#### Aim of the exercise
Beginning with the line containing "mark: the rear wheel, one point per instance" and ending with the last line of the records, set down every line exactly.
BEGIN Input records
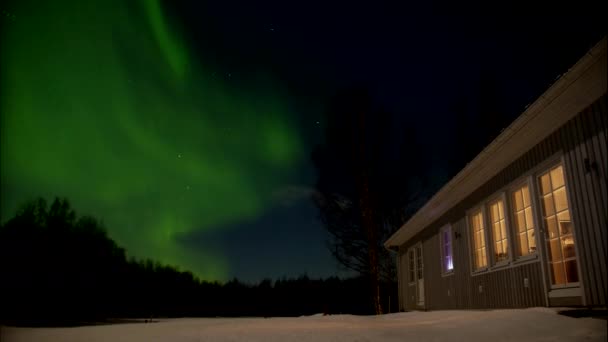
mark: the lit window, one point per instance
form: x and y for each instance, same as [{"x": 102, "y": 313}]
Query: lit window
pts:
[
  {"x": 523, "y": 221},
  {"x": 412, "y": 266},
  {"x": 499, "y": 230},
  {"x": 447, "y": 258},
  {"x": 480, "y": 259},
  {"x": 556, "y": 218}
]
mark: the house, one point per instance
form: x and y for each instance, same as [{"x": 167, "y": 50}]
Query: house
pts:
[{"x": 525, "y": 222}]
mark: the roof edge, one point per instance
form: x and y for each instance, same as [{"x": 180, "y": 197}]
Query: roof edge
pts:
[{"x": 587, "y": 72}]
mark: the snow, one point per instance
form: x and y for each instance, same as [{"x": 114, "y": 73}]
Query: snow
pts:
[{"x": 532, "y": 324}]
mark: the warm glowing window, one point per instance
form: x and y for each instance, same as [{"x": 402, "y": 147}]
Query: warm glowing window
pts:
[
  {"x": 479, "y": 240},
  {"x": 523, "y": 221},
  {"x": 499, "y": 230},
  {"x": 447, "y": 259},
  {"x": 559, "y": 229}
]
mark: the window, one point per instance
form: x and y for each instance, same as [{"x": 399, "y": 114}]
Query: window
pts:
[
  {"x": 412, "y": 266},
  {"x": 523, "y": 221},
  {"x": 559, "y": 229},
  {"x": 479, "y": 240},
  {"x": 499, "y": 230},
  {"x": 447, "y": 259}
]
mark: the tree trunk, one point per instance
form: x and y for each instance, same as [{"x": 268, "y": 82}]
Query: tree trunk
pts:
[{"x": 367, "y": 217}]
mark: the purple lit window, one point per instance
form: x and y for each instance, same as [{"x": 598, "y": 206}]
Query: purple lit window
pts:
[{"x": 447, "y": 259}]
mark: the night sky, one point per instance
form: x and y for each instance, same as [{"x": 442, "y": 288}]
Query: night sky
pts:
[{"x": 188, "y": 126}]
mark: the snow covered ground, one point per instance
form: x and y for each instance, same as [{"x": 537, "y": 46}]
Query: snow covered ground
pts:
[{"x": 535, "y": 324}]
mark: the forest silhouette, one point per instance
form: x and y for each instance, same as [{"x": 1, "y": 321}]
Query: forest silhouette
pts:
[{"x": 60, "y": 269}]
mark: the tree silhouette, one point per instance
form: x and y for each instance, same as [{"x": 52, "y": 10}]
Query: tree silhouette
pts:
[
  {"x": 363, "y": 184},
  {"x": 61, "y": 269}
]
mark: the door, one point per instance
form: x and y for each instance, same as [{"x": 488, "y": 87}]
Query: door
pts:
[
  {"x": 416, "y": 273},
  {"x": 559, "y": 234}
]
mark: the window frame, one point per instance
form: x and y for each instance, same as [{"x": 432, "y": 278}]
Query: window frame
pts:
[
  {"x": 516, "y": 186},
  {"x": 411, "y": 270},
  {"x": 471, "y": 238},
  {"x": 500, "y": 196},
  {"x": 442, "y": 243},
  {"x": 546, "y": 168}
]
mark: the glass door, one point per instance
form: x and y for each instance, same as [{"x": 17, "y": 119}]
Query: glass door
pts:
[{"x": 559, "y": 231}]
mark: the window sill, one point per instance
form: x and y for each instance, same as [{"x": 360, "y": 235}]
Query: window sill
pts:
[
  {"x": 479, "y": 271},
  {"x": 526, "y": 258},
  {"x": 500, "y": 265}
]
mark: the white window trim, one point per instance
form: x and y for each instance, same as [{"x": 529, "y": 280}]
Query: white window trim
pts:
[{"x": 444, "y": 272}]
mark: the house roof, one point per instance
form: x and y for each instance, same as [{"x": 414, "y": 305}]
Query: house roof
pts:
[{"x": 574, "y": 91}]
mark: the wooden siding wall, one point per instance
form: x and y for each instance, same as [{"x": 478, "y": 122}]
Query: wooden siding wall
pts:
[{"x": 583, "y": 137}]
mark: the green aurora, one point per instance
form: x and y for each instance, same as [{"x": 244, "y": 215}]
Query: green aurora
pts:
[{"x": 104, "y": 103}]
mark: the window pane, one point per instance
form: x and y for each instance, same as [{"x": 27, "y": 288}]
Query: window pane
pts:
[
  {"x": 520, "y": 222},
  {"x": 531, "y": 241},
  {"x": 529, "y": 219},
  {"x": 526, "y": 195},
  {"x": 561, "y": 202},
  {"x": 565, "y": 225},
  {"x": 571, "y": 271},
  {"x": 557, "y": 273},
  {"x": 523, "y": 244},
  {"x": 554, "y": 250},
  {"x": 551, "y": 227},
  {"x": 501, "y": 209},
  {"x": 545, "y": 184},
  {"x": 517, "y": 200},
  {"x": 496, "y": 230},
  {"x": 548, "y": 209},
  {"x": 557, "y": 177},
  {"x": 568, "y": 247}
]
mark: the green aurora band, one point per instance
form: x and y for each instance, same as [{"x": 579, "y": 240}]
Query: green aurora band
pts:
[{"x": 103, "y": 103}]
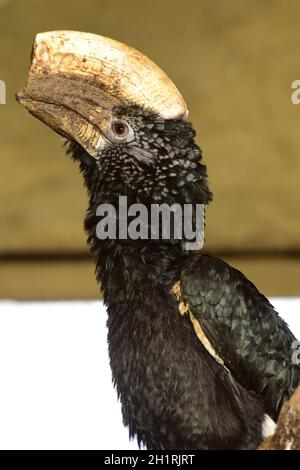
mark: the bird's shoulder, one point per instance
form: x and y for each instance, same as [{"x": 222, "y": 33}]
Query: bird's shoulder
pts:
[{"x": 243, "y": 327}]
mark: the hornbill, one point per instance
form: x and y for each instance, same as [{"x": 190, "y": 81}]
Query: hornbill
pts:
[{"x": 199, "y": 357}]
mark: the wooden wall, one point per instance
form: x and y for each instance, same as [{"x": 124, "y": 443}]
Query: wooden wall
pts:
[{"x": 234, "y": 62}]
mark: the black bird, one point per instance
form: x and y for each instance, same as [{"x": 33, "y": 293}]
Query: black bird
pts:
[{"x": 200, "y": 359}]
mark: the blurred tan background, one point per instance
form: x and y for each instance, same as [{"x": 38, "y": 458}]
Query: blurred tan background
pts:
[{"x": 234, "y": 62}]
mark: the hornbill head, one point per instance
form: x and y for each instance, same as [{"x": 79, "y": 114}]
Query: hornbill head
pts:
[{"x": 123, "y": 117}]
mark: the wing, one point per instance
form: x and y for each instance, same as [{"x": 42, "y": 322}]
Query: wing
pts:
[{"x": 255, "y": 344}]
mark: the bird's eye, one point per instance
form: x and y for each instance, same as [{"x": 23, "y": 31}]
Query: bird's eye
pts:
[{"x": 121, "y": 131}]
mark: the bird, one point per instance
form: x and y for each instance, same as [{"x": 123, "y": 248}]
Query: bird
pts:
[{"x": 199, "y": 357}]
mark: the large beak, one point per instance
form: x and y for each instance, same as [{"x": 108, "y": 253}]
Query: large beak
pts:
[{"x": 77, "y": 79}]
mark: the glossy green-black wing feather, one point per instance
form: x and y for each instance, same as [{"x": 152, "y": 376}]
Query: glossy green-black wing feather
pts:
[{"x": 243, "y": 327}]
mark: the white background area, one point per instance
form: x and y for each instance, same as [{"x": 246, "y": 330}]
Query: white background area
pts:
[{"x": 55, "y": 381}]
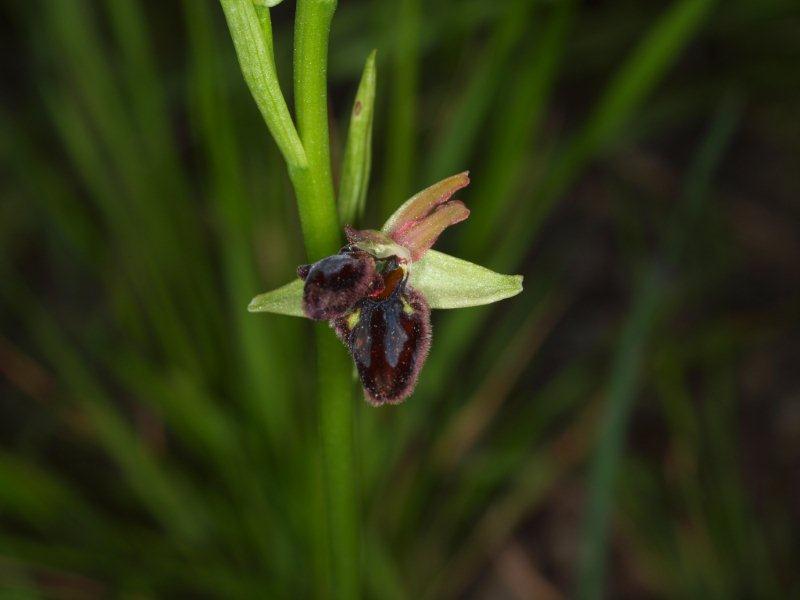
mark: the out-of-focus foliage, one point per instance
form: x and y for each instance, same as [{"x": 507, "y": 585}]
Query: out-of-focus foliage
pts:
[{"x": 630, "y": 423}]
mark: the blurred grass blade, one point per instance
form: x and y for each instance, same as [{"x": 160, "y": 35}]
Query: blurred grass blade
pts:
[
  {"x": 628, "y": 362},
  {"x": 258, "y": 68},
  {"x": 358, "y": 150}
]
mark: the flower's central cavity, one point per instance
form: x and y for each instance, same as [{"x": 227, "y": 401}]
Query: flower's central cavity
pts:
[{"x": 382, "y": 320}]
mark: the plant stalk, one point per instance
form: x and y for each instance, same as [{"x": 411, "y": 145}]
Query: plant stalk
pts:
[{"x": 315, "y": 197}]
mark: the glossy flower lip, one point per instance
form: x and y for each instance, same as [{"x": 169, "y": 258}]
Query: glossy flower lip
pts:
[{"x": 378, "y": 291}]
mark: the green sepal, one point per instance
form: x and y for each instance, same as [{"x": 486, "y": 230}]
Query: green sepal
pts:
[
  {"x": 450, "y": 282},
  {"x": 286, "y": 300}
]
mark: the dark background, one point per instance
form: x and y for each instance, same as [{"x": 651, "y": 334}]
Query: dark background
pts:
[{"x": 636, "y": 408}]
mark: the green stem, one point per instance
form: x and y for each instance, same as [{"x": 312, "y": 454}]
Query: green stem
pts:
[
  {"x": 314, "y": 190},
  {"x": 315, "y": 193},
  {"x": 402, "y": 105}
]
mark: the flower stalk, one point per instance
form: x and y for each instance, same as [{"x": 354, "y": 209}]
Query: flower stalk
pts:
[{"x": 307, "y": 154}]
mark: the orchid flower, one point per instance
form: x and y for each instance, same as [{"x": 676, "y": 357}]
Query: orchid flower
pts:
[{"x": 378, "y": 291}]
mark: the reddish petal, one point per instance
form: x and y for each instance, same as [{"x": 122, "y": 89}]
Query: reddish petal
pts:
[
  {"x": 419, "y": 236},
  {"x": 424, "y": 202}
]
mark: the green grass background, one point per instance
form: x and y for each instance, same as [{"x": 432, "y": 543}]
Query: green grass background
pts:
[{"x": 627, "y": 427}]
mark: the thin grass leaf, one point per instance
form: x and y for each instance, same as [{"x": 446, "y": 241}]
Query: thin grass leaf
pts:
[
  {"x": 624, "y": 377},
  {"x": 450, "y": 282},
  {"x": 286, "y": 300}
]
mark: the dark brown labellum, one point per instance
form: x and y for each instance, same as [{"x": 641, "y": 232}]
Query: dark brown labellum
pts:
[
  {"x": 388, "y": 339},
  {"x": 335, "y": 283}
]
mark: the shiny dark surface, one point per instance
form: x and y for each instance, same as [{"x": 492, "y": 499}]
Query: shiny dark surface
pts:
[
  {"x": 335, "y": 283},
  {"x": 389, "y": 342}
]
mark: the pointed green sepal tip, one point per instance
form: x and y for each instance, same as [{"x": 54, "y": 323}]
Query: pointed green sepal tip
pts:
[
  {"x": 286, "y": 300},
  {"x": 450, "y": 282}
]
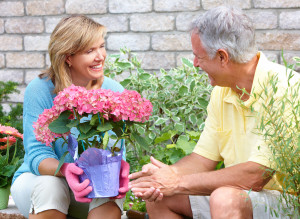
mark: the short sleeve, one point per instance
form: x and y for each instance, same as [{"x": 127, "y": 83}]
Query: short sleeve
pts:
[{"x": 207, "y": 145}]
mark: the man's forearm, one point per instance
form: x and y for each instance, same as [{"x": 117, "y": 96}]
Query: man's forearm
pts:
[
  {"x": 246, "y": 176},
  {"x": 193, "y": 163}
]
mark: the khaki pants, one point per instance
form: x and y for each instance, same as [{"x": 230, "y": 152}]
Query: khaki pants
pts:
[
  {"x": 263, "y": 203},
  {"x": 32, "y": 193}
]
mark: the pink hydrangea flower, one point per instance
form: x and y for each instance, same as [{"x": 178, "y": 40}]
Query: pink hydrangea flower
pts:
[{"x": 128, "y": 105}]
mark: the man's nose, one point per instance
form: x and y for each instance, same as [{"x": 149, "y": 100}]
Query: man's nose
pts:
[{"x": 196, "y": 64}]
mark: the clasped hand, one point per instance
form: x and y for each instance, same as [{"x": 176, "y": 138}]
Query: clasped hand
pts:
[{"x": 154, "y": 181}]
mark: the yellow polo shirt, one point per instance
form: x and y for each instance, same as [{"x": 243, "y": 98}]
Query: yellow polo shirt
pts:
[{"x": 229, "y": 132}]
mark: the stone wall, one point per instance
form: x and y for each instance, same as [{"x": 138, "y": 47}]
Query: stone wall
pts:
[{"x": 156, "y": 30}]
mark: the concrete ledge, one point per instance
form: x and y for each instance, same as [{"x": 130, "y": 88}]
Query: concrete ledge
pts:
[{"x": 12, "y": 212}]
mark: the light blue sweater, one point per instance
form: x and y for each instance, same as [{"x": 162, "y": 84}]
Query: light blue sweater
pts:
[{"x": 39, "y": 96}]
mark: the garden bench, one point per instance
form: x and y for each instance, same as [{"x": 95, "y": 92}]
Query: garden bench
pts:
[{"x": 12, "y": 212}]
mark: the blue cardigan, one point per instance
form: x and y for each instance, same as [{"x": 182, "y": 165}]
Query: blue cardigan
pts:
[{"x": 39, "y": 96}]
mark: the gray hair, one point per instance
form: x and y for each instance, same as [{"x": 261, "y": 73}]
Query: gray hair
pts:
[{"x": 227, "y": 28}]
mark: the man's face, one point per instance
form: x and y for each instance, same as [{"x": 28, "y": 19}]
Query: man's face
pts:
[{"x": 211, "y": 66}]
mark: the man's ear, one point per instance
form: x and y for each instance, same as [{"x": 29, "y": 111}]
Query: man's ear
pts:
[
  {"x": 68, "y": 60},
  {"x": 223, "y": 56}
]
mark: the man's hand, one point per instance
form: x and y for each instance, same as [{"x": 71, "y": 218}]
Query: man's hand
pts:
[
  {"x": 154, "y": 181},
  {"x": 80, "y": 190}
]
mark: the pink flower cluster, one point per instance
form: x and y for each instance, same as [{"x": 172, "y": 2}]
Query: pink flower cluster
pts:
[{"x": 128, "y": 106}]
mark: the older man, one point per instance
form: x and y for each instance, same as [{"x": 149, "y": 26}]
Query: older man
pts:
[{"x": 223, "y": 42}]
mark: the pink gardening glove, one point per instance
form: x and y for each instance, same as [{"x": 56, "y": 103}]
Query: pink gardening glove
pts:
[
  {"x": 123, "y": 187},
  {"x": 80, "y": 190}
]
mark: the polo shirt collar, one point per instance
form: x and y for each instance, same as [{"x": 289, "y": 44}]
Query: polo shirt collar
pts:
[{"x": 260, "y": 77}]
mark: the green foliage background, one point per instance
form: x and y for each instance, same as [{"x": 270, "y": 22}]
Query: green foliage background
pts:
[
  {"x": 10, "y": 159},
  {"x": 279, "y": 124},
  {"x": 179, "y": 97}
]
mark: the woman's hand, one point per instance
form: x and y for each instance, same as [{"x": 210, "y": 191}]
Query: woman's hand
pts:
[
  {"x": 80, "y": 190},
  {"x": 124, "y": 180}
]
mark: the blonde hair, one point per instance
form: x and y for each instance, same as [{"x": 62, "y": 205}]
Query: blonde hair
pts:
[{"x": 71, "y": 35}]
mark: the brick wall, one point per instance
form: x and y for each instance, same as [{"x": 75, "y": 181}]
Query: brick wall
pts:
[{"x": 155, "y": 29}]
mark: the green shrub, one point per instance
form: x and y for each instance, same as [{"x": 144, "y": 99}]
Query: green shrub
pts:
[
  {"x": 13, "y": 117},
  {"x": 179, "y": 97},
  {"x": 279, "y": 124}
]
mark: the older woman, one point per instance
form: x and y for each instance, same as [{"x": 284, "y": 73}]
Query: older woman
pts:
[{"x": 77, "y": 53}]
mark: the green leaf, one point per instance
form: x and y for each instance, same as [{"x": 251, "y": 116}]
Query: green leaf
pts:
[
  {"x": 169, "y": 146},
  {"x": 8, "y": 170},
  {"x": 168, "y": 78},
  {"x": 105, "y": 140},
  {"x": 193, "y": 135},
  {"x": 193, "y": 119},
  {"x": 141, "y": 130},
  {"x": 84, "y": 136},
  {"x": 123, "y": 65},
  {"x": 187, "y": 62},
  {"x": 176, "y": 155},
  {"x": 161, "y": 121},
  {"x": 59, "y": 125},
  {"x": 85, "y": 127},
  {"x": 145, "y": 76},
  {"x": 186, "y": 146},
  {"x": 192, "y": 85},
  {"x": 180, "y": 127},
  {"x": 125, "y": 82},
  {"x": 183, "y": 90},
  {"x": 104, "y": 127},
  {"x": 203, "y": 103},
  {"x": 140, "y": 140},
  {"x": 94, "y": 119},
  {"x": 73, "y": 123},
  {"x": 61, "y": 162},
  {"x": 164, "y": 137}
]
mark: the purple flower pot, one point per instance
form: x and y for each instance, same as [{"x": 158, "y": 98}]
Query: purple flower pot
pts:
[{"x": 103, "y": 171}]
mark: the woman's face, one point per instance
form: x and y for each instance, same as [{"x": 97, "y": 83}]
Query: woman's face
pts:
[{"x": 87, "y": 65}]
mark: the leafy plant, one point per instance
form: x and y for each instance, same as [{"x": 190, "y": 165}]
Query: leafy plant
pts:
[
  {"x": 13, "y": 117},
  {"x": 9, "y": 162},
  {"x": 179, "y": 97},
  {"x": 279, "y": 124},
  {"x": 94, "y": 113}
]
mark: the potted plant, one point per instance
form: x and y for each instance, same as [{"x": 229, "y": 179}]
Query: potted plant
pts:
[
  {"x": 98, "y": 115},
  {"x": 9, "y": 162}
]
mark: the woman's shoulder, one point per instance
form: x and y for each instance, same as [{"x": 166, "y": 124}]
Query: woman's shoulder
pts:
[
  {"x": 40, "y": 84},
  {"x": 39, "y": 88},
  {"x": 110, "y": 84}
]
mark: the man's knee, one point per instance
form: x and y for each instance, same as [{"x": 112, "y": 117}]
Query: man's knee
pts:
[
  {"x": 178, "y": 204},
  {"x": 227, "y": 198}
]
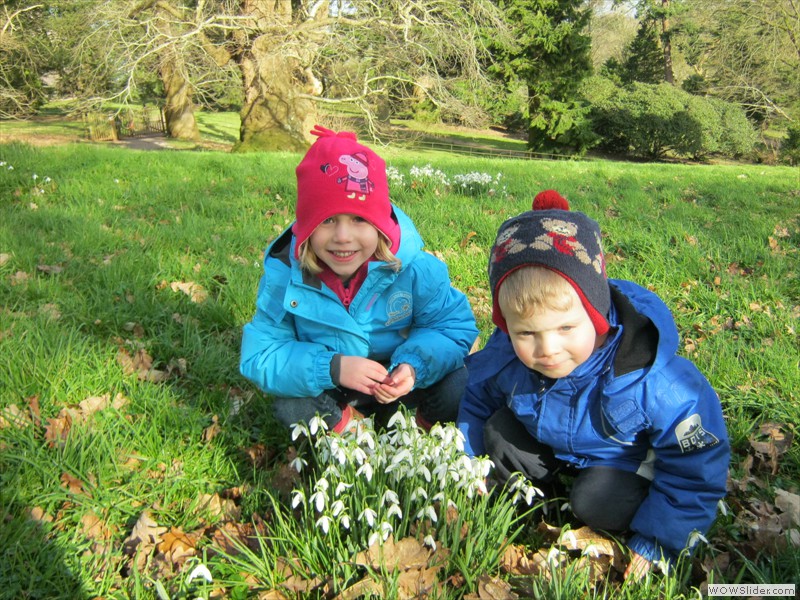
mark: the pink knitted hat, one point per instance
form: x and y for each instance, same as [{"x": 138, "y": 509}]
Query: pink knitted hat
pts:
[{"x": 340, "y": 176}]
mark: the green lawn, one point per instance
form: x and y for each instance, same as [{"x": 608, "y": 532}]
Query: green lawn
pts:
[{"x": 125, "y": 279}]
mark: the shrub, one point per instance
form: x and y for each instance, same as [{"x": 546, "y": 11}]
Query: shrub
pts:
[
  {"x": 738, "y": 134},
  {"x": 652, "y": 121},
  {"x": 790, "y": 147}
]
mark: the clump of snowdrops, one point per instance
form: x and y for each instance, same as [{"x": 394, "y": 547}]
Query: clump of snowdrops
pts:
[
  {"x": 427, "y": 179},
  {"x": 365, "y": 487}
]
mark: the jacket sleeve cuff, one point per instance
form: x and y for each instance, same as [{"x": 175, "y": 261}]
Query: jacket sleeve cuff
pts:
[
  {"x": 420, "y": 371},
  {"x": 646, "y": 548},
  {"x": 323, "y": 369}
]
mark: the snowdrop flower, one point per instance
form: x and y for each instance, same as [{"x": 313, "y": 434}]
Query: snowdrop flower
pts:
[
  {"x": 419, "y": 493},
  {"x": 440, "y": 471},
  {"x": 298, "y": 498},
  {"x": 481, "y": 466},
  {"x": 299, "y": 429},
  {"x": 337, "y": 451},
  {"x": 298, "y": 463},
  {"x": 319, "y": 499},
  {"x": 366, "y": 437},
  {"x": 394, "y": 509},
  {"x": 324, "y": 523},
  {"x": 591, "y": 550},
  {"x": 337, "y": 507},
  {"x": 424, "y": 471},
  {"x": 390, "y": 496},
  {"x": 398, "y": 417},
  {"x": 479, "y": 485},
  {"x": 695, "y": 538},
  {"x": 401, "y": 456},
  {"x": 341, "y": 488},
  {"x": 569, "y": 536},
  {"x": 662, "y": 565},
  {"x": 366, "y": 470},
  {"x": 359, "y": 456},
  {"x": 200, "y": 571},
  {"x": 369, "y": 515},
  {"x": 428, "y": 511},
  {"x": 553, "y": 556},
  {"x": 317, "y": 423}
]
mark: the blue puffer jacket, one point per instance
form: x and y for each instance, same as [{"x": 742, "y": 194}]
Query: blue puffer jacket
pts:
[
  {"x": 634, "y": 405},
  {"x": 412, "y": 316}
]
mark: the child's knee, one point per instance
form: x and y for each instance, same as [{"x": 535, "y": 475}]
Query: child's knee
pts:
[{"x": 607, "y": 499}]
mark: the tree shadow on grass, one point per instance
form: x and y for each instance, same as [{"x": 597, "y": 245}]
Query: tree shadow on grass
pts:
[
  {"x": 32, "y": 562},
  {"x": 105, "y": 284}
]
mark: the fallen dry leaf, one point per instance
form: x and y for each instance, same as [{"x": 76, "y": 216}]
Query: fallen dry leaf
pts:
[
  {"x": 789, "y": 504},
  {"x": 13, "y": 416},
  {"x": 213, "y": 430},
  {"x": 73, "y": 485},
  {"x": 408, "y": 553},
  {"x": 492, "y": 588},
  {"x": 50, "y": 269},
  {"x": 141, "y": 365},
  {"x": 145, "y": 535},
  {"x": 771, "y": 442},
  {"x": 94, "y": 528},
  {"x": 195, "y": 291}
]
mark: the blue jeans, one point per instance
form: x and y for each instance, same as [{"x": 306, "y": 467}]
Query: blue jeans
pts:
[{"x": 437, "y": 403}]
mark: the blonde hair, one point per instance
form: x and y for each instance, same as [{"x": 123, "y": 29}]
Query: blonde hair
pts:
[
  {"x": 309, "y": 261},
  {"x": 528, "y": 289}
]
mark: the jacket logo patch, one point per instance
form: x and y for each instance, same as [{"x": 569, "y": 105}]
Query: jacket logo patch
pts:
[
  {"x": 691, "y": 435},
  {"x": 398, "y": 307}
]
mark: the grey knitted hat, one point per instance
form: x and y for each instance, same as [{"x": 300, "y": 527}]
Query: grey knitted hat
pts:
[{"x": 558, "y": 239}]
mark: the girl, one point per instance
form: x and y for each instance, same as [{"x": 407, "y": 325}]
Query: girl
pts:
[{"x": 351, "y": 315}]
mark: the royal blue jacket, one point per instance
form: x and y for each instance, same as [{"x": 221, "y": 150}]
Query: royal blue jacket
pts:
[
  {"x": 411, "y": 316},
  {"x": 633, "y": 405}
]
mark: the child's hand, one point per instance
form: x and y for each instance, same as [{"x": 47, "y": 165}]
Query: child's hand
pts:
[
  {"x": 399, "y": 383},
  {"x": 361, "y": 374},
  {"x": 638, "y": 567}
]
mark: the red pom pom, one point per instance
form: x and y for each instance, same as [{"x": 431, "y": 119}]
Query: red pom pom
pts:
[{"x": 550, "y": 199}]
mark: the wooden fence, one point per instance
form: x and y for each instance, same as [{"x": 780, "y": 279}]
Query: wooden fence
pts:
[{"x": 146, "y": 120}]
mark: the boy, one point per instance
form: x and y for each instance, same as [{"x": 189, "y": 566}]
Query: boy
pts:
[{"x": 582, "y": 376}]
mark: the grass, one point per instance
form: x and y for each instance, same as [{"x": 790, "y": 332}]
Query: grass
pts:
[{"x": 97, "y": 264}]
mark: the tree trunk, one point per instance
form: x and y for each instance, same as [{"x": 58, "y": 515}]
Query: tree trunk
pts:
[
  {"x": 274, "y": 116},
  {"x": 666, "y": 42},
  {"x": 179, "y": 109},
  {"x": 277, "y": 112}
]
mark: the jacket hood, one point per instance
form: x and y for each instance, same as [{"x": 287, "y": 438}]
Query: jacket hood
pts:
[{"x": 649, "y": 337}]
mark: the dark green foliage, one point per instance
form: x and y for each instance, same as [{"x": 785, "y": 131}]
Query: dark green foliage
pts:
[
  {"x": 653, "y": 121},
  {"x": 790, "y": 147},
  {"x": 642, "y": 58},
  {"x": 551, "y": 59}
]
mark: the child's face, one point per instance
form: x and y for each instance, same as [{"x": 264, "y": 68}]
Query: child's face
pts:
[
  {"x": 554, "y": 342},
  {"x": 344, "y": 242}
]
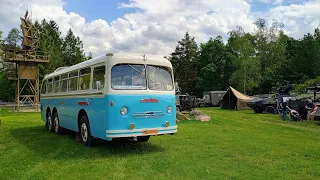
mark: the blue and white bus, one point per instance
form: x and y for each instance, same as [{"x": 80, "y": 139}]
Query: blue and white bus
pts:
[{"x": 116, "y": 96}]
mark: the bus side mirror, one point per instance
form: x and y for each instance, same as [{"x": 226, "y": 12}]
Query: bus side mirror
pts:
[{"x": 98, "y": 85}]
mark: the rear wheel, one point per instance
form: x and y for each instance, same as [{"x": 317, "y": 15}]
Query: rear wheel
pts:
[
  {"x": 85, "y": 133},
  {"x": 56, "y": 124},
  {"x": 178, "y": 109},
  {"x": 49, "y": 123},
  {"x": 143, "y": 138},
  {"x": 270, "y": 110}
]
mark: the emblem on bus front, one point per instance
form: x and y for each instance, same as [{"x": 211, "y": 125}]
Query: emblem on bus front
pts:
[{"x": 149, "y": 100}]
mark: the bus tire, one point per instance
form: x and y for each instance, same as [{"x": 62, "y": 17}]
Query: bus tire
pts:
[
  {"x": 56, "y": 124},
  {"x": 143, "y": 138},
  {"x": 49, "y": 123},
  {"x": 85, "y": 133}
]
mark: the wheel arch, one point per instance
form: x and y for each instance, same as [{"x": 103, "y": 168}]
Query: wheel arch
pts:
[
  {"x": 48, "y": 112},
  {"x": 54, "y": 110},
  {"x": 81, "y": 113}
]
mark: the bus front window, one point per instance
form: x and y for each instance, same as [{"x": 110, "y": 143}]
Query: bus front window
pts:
END Input records
#### Result below
mark: the rear wheel, one point per instance
form: x and y for each instance, same as [{"x": 317, "y": 15}]
Query: rear wheel
pts:
[
  {"x": 85, "y": 133},
  {"x": 56, "y": 124},
  {"x": 178, "y": 109},
  {"x": 49, "y": 123},
  {"x": 143, "y": 138},
  {"x": 270, "y": 110}
]
mark: the emblem on bus front, one point per instance
form: x and y for each instance, same as [{"x": 211, "y": 125}]
Query: emblem on bus front
pts:
[{"x": 149, "y": 100}]
mark: the bus tire, one point per instance
form: x and y for each instance, same as [{"x": 62, "y": 17}]
Query: bus tire
pts:
[
  {"x": 56, "y": 124},
  {"x": 143, "y": 138},
  {"x": 49, "y": 123},
  {"x": 85, "y": 133}
]
mark: the wheel arch, one point per instance
form: x and y for each instance, same as [{"x": 103, "y": 168}]
Query: wheel arch
pts:
[
  {"x": 48, "y": 112},
  {"x": 54, "y": 110},
  {"x": 81, "y": 113}
]
mark: the bus front window, one point per instance
form: x and y for each instance, same as [{"x": 110, "y": 143}]
Query: bus front window
pts:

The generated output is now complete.